• _PASSAGE TO READ_:
+---+

But in that arc, suddenly, no one was balancing anyone out. No one was reacting to anything the way they usually would. Everyone was being ridiculously obtuse and not talking about shit and it was infuriating to watch. They basically all fell back to letting Nick do whatever he wanted–similar to how they acted in season 2, actually–and the end result was Juliette dead and Diana in the wind.
But overall, I thought Nick’s writing was fine in seasons 5 and 6, with the exception of one particular subplot (you know the one) in which the writing, acting, everything felt forced and stilted and just wrong. So wrong that up until the final episode I was sure it had to be some kind of spell causing him to act completely out of character. It wasn’t just that he was displaying traits that seemed unusual for him, it was that he was portraying certain emotions in a way that Nick Burkhardt definitely did not express himself, with no plausible explanation given as to why.

+---+

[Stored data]
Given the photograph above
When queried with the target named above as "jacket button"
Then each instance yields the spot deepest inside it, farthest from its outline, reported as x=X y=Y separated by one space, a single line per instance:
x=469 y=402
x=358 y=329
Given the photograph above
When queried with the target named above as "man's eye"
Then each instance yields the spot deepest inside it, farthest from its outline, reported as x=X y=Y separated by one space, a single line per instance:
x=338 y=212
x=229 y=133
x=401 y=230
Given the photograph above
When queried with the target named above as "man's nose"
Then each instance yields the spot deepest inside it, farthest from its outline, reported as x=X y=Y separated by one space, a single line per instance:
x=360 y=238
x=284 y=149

+---+

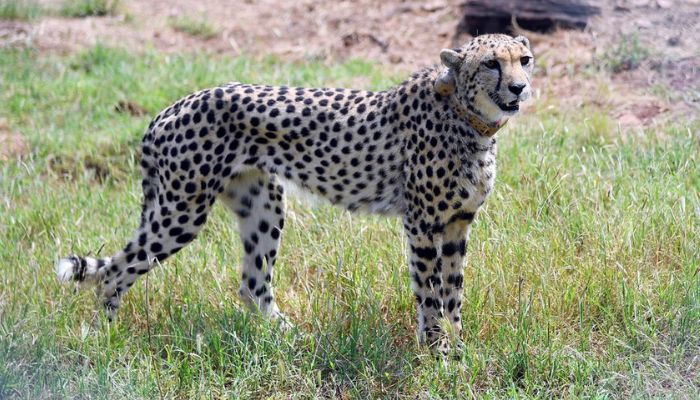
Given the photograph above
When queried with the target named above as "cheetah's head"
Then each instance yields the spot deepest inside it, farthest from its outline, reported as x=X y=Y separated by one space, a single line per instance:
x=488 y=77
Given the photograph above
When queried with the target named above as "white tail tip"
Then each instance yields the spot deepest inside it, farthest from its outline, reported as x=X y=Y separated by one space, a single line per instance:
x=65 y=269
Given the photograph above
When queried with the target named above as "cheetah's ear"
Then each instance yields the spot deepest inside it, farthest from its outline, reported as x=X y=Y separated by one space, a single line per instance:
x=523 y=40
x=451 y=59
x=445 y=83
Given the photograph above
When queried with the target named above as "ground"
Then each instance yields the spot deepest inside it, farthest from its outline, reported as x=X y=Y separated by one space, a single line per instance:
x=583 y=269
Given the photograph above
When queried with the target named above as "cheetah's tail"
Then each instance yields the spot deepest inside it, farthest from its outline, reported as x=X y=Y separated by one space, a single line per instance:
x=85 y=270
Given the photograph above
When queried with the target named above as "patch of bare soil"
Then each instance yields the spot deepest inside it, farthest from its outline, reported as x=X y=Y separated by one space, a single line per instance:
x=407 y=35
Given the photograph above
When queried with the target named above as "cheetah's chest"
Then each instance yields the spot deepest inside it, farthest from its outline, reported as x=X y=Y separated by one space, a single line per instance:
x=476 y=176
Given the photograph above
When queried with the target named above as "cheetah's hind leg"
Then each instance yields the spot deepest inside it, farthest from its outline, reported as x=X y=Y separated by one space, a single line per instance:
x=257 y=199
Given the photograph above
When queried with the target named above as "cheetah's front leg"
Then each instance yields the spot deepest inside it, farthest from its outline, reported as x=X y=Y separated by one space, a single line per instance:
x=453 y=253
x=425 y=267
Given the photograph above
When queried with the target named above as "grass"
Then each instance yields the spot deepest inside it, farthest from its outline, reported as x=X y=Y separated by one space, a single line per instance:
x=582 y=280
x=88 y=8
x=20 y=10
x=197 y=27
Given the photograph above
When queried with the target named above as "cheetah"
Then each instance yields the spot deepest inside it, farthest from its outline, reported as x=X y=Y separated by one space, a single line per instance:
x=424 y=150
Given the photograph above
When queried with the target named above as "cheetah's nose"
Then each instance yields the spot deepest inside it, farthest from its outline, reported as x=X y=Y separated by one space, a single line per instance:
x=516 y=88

+---+

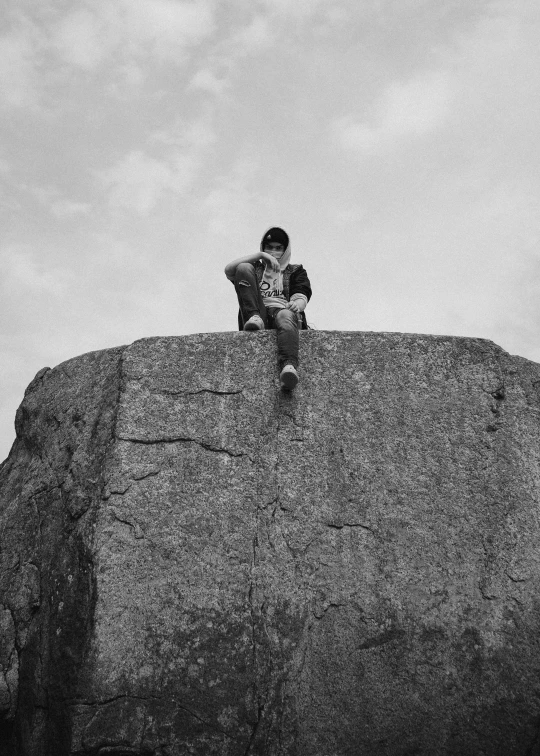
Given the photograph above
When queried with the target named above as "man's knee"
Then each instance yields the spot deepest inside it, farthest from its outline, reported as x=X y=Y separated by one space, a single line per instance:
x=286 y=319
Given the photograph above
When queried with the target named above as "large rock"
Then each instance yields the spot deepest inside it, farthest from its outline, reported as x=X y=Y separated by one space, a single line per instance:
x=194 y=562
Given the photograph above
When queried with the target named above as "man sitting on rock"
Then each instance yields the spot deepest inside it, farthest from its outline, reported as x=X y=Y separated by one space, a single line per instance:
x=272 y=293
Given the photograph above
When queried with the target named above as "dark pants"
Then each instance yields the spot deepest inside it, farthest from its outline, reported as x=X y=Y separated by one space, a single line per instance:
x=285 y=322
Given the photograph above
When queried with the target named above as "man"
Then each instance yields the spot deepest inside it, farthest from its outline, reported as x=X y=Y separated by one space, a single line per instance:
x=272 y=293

+---+

• _TASK INSTRUCTIONS_:
(A) In the commentary on Nick's writing, what was the end result of everyone letting Nick do whatever he wanted?
(B) Continue the commentary on Nick Burkhardt's writing, picking up after its final sentence.

• _WRITTEN RESPONSES_:
(A) Juliette ended up dead and Diana in the wind.

(B)
So. Yeah…I kinda feel you. But there were also moments that Nick felt every bit the Grimm we all know and love. Notably, his solo interactions with Hank, Monroe, and Juliette/Eve were super in-character and smacked of season one so hard that I had to swallow a nostalgic lump in my throat at times. And although sometimes his actions as a Grimm made me sad, they were also part of a clear progression that had been building for a few years, so I understood them as (not necessarily positive) character development, rather than OOC writing.